- WORK TO COMPLETE: Find every line in the rows below that contains the word "negative" and copy each one in full.

(AVAILABLE DATA begins)

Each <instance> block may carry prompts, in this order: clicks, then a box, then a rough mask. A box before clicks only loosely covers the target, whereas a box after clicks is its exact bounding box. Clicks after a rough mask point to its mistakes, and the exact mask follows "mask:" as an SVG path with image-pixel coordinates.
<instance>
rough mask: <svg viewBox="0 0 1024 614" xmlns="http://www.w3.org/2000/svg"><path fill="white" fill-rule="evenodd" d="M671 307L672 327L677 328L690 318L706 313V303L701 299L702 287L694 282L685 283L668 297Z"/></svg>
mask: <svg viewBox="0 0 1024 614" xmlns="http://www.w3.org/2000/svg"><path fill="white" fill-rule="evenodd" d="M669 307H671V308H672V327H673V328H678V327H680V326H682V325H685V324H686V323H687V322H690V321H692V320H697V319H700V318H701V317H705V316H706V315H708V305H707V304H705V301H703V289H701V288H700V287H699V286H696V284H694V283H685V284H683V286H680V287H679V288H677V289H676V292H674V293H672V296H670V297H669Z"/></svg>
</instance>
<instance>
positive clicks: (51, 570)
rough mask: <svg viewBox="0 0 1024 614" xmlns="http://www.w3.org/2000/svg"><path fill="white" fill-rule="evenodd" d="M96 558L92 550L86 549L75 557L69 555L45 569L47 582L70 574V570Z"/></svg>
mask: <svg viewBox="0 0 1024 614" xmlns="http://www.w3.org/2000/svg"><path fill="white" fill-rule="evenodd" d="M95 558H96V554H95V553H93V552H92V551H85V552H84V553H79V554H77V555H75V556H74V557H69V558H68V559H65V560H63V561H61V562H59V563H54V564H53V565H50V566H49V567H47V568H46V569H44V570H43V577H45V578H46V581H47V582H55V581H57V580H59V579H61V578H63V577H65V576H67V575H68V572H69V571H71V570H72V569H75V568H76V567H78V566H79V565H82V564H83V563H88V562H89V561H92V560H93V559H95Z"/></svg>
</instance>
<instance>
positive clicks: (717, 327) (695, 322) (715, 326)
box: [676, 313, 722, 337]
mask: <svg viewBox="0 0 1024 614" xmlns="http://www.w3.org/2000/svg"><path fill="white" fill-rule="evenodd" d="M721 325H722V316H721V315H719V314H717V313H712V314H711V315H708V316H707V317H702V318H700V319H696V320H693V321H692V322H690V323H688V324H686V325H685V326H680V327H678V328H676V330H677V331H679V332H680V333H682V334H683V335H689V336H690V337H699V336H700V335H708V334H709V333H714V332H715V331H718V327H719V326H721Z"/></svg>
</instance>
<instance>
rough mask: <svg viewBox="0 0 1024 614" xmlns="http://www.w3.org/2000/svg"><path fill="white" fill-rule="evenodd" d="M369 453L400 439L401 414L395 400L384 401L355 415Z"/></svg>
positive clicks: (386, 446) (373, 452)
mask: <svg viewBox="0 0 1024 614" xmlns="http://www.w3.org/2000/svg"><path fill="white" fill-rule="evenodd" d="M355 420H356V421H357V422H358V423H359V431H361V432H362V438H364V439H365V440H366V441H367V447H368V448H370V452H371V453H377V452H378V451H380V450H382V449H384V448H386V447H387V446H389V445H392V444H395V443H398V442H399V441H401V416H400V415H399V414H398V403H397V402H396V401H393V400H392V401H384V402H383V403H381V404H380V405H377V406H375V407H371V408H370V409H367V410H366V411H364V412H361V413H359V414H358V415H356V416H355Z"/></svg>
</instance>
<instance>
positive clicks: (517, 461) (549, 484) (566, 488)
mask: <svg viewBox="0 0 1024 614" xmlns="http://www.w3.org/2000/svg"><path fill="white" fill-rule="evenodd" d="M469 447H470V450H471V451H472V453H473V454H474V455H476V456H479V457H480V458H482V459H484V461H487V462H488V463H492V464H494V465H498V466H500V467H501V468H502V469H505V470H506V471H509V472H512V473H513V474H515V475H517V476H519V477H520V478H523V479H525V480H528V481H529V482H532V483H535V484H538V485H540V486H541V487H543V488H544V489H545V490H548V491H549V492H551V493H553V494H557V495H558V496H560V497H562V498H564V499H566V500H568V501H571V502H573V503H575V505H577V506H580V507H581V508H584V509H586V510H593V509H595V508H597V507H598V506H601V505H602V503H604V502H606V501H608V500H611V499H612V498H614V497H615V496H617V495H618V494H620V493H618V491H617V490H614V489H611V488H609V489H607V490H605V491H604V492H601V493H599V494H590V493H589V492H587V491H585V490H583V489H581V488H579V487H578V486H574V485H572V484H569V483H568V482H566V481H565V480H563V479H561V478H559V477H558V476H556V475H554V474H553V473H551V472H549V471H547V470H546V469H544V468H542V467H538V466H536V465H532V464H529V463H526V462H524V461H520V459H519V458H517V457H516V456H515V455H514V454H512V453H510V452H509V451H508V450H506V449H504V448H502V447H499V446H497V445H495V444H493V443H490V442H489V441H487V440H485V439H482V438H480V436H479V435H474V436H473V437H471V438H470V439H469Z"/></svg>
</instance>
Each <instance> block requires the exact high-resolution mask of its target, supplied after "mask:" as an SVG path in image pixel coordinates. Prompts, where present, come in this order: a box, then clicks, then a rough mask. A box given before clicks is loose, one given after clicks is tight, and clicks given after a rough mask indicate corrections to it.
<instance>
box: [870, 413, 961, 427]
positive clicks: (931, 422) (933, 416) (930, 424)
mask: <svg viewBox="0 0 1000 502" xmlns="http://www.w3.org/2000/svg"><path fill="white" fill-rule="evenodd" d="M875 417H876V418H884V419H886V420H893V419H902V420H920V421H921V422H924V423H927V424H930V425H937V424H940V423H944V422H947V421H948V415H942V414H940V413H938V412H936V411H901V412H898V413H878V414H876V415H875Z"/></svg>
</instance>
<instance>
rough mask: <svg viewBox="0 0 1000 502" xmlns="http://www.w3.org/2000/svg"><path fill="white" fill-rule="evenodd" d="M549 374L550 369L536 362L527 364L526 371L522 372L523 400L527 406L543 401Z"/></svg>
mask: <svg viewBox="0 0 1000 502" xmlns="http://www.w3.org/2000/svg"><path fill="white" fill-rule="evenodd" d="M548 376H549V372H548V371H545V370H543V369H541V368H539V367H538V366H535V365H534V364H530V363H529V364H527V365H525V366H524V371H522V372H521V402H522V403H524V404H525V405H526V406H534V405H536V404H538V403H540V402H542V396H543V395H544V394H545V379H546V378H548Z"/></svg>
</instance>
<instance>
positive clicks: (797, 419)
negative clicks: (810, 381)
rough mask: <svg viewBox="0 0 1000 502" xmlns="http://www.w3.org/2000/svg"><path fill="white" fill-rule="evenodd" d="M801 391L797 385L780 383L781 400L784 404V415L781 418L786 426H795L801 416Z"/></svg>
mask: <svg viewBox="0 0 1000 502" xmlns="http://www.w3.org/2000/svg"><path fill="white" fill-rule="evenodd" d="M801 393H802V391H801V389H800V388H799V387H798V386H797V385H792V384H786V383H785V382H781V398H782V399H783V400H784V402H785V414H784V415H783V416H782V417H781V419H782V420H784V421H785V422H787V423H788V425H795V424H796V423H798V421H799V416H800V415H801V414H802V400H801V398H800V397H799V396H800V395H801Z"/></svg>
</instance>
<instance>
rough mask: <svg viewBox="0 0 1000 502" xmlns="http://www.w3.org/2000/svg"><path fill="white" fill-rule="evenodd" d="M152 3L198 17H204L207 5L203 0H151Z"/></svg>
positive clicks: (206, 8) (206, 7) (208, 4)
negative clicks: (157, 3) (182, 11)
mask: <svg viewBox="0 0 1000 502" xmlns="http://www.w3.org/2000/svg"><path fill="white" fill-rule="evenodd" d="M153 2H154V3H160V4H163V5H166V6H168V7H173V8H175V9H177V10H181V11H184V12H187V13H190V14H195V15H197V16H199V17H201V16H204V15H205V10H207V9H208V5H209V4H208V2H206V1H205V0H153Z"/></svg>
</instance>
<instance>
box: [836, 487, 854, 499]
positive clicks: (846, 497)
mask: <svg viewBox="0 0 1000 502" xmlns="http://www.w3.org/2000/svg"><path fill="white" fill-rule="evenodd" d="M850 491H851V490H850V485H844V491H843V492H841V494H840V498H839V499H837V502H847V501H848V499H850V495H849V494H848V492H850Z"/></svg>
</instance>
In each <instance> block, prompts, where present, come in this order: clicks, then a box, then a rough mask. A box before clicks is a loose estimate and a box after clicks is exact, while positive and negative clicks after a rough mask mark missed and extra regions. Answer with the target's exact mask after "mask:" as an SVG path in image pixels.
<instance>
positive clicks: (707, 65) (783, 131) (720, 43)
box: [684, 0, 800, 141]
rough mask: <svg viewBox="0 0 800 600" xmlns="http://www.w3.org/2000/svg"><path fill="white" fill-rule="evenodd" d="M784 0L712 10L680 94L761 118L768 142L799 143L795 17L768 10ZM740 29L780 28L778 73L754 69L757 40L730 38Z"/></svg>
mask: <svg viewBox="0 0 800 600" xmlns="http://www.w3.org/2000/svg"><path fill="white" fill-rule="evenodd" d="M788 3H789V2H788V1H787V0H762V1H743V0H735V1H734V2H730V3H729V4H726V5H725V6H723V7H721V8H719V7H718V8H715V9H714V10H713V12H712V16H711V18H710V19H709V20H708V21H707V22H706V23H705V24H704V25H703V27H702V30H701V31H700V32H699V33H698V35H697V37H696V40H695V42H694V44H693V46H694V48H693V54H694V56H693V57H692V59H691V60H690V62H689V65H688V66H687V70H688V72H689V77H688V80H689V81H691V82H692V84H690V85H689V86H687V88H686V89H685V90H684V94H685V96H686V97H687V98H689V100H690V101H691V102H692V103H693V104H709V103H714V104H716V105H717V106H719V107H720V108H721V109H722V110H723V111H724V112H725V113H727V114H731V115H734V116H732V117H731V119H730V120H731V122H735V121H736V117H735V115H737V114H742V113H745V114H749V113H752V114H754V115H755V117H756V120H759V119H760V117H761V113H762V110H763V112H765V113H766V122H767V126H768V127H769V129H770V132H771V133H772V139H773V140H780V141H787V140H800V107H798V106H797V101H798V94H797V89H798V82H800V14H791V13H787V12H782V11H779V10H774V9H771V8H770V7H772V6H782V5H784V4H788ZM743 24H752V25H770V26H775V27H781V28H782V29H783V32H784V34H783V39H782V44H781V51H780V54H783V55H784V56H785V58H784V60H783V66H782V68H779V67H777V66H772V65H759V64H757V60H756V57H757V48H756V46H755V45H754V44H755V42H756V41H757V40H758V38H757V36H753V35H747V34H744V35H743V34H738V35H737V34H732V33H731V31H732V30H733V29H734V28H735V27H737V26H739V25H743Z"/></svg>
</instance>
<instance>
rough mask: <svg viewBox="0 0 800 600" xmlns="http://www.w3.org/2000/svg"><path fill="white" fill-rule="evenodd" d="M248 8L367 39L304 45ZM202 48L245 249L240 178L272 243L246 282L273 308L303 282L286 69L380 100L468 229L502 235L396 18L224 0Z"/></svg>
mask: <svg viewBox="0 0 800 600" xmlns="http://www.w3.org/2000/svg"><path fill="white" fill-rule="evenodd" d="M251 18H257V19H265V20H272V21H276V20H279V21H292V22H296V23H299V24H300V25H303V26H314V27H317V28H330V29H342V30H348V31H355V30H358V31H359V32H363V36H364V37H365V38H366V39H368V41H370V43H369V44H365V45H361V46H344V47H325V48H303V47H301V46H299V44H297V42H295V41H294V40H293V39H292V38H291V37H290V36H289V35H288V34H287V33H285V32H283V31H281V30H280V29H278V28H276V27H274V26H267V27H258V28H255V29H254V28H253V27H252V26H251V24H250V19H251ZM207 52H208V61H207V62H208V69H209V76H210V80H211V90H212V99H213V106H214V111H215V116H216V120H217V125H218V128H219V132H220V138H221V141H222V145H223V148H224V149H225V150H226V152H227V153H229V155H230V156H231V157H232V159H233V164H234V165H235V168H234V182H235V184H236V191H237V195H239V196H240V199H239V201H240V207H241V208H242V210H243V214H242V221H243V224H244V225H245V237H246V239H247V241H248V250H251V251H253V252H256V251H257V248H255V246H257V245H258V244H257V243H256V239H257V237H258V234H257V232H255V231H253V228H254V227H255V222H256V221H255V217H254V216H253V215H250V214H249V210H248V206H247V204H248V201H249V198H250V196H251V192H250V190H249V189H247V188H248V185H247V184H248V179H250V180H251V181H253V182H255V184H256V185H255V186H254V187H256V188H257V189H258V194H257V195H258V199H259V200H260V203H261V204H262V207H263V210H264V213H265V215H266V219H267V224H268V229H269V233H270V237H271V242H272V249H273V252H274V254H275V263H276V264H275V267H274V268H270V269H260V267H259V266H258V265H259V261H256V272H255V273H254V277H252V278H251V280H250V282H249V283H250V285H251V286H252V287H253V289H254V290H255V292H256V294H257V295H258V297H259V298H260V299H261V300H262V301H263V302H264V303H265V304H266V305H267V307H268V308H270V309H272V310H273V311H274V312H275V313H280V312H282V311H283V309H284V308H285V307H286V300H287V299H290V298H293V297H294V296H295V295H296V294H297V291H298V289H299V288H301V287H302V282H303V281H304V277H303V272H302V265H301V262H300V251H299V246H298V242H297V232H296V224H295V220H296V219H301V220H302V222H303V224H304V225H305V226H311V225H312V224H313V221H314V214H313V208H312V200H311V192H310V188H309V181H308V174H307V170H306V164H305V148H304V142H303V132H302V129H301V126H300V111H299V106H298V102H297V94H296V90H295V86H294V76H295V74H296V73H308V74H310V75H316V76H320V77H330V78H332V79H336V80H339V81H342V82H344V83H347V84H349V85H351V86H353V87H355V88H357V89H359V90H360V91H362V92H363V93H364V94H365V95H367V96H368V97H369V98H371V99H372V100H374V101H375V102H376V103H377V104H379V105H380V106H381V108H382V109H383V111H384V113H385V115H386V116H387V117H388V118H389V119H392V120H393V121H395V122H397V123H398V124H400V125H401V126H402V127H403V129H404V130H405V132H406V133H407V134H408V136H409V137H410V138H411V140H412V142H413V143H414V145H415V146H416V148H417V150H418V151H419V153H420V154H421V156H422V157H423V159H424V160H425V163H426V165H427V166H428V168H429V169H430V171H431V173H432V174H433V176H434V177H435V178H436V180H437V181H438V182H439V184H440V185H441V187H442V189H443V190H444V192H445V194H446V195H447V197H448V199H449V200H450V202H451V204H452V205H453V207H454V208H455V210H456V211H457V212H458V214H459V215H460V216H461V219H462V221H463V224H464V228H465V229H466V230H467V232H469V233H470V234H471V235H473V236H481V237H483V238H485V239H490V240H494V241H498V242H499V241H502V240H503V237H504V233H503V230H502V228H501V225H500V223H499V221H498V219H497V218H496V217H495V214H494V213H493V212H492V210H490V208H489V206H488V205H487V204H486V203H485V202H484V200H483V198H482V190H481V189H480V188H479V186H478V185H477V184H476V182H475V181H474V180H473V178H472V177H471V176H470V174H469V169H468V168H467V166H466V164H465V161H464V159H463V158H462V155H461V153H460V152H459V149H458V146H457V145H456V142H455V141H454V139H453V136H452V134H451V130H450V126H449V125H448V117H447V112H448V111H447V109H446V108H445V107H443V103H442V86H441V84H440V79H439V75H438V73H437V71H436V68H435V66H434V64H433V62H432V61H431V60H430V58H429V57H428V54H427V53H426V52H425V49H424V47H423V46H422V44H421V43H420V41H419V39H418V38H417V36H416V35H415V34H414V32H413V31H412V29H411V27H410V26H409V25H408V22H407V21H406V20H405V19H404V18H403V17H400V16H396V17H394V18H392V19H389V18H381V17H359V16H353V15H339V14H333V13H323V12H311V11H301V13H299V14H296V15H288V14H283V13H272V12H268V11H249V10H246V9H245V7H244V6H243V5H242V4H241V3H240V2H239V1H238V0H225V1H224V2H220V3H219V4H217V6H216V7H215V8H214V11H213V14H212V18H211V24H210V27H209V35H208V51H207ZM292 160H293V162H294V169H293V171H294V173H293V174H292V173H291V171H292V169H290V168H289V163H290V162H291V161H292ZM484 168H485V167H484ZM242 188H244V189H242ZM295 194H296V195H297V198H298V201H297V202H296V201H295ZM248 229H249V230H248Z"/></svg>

(AVAILABLE DATA ends)

- ANSWER:
negative clicks: (810, 381)
negative clicks: (157, 3) (182, 11)
In each <instance> block, prompts, where present, come in this order: clicks, then a box, then a rough mask. A box before clicks is a loose estimate and a box after clicks is exact, while positive and negative clicks after a rough mask mark missed and extra regions. Answer with the target's exact mask after "mask:" as an SVG path in image pixels.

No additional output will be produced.